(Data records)
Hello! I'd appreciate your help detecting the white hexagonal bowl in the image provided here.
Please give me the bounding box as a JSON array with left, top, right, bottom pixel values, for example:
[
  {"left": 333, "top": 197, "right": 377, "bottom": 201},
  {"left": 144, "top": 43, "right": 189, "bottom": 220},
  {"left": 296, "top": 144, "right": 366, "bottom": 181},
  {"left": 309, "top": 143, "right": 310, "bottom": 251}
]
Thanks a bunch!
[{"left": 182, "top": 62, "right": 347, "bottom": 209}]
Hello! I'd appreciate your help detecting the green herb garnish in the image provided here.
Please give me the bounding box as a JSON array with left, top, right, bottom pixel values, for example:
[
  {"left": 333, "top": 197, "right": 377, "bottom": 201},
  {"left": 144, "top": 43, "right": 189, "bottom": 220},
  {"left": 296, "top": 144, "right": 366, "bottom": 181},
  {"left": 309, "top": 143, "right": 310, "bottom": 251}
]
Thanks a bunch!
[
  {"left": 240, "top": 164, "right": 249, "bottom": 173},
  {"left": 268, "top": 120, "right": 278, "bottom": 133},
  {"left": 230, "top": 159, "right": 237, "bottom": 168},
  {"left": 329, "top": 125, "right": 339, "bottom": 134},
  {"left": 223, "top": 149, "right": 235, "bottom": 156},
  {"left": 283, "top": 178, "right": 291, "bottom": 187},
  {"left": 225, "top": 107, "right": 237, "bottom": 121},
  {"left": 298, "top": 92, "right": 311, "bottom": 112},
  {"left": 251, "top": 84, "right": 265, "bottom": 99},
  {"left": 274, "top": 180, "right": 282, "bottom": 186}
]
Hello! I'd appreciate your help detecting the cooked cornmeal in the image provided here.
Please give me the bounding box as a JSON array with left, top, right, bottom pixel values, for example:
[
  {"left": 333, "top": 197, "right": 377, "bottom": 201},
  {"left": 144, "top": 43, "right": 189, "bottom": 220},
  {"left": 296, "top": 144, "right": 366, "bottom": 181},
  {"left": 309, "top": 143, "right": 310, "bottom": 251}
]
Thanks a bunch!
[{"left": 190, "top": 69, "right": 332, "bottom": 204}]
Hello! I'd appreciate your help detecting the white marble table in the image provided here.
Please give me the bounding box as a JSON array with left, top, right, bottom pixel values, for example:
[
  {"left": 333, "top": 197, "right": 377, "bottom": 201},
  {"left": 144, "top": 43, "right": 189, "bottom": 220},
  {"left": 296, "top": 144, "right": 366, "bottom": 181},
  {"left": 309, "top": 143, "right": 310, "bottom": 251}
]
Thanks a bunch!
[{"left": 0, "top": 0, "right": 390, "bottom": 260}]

▶ **Task brief**
Reproduce verbatim the lines of the material that begin at the line containing "Hello! I'd appreciate your help detecting the white marble" and run through the end of the material.

▶ **The response**
Hello! I'd appreciate your help detecting the white marble table in the image provided here.
Please give me the bounding box as a JSON array with left, top, right, bottom pixel values, for example:
[
  {"left": 333, "top": 197, "right": 377, "bottom": 201},
  {"left": 144, "top": 43, "right": 189, "bottom": 220},
  {"left": 296, "top": 144, "right": 366, "bottom": 181},
  {"left": 309, "top": 143, "right": 310, "bottom": 251}
]
Thanks a bunch!
[{"left": 0, "top": 0, "right": 390, "bottom": 260}]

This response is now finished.